─── Excerto escolhido ───

NOS Alive 2018: um arranque 4 estrelas (em 5)
O céu nublado ainda ameaçara chuviscos, mas acabou por ser com rasgos de sol que o NOS Alive 2018 deu o pontapé de saída da edição deste ano. Entre o público, muitas t-shirts dos Arctic Monkeys, os cabeças-de-cartaz do dia, que viriam a encher a plateia do palco principal pela meia-noite. A encher… demasiado?, ousamos perguntar. O tempo de escoamento em hora de ponta é demorado; a zona central de passagem entre os palcos e de acesso às casas de banho sofre, de ano para ano, do mesmo problema (que não é de somenos), tornando-se muito difícil circular pelo recinto e usufruir dos horários dos vários concertos – para não referir a própria segurança. Mas vamos falar de música – o grande trunfo do festival é a quantidade de grandes nomes que preenchem cada dia. Esta quinta-feira inaugural, 12 de Julho, não foi excepção.
Ainda antes do pôr-do-sol, Bryan Ferry animou o Palco NOS com uma big band de nove músicos. O frontman dos Roxy Music, banda de glam rock que ajudou a escrever a história do género no início dos anos 70, resgatou um grande número de canções do catálogo antigo do colectivo. O concerto de Ferry, para além de ter instalado um ambiente de descontracção no recinto, com corpos a balançarem animadamente e muitos sorrisos principalmente entre os ouvintes mais velhos, foi ainda um atestado de qualidade ao som do palco. Distinguiam-se bem os vários instrumentos – o saxofone e o clarinete cuja presença se impôs, a violinista que adornou as melodias, a guitarra límpida. E qualquer coisa no jeito da voz de Ferry, e no arranjo das canções, parecia evocar David Bowie – seu contemporâneo. Não seria a última vez na noite que nos lembraríamos dele. Destaque ainda para “Slave to Love”, um daqueles temas históricos que toda a gente conhece, sabe trautear, mas poucos identificam o autor. Alguém atrás de nós dizia: “nunca esperei vir a ouvir ao vivo esta música”. Um festival também se faz destas agradáveis surpresas.
Minutos depois, começava no Palco Sagres a actuação dos Wolf Alice. Foi um dos momentos mais surpreendentemente calorosos da noite – a banda voltou ao palco que já tinha pisado em 2016, na única visita que fizera ao nosso país. Mas, claramente, já angariou um grande grupo de ouvintes fervorosos. A tenda coberta estava repleta às oito da noite, sendo difícil entrar lá para dentro para desfrutar do concerto. Ellie Rowsell alternava entre um estilo vocal mais virado para a spoken word e uma performance cantada com emoção. Embora às primeiras canções a sonoridade se tivesse apresentada um pouco mais extravagante e algo datada, demos por nós a apreciar progressivamente mais o concerto, com um crescendo da qualidade das harmonias e dos arranjos. A ovação do público – intense e sincera – não deixava enganar, e os Wolf Alice sentiram-no do palco: o público presente não deixou de retribuir à banda a boa energia que recebeu.

─── Dados registados ───

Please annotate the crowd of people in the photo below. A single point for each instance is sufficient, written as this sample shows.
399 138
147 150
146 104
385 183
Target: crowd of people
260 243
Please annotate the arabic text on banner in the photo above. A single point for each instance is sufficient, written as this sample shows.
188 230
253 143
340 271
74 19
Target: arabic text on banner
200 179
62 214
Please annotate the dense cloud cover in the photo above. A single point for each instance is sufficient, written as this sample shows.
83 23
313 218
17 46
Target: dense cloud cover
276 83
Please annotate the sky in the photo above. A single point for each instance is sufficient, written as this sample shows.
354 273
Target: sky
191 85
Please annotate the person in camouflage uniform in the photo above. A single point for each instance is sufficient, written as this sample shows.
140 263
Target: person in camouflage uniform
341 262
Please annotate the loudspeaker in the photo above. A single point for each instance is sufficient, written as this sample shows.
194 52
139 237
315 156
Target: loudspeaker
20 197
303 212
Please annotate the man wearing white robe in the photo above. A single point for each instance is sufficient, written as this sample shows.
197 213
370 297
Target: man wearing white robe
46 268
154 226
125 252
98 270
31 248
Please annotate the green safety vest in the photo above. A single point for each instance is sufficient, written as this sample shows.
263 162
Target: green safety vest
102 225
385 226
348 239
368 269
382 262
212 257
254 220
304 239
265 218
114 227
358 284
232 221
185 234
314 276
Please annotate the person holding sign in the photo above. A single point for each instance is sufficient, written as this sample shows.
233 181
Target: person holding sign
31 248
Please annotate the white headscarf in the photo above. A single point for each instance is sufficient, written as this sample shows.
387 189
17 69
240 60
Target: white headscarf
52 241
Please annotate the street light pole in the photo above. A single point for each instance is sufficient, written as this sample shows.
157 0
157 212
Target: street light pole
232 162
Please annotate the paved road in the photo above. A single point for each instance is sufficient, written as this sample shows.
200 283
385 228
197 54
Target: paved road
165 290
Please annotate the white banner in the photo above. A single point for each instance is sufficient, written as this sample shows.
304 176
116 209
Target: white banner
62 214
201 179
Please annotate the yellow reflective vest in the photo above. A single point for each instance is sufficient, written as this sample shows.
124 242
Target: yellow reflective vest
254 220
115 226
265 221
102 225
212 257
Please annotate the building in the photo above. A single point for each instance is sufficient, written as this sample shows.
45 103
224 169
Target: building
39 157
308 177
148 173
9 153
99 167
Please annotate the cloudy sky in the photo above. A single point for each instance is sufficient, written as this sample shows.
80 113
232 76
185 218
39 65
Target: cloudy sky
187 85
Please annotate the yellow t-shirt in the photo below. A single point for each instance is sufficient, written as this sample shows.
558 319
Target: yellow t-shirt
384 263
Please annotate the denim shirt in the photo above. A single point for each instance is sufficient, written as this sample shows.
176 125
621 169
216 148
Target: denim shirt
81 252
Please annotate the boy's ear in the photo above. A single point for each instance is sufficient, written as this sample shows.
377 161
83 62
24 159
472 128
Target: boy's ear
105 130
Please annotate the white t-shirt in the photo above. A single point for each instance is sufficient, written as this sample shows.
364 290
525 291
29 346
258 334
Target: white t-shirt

───

Tarefa pedida A: Transcreva do excerto sobre o NOS Alive 2018 o trecho que vai de "NOS Alive 2018: um" até "não foi excepção.".
Tarefa pedida B: Reescreva as linhas dos dados registados, desde a que contém "Please annotate the boy's" até ao fim dos dados, substituindo "white t-shirt" por "gray t-shirt" e deixando tudo o resto igual.

Solução A:
NOS Alive 2018: um arranque 4 estrelas (em 5)
O céu nublado ainda ameaçara chuviscos, mas acabou por ser com rasgos de sol que o NOS Alive 2018 deu o pontapé de saída da edição deste ano. Entre o público, muitas t-shirts dos Arctic Monkeys, os cabeças-de-cartaz do dia, que viriam a encher a plateia do palco principal pela meia-noite. A encher… demasiado?, ousamos perguntar. O tempo de escoamento em hora de ponta é demorado; a zona central de passagem entre os palcos e de acesso às casas de banho sofre, de ano para ano, do mesmo problema (que não é de somenos), tornando-se muito difícil circular pelo recinto e usufruir dos horários dos vários concertos – para não referir a própria segurança. Mas vamos falar de música – o grande trunfo do festival é a quantidade de grandes nomes que preenchem cada dia. Esta quinta-feira inaugural, 12 de Julho, não foi excepção.

Solução B:
Please annotate the boy's ear in the photo above. A single point for each instance is sufficient, written as this sample shows.
377 161
83 62
24 159
472 128
Target: boy's ear
105 130
Please annotate the gray t-shirt in the photo above. A single point for each instance is sufficient, written as this sample shows.
364 290
525 291
29 346
258 334
Target: gray t-shirt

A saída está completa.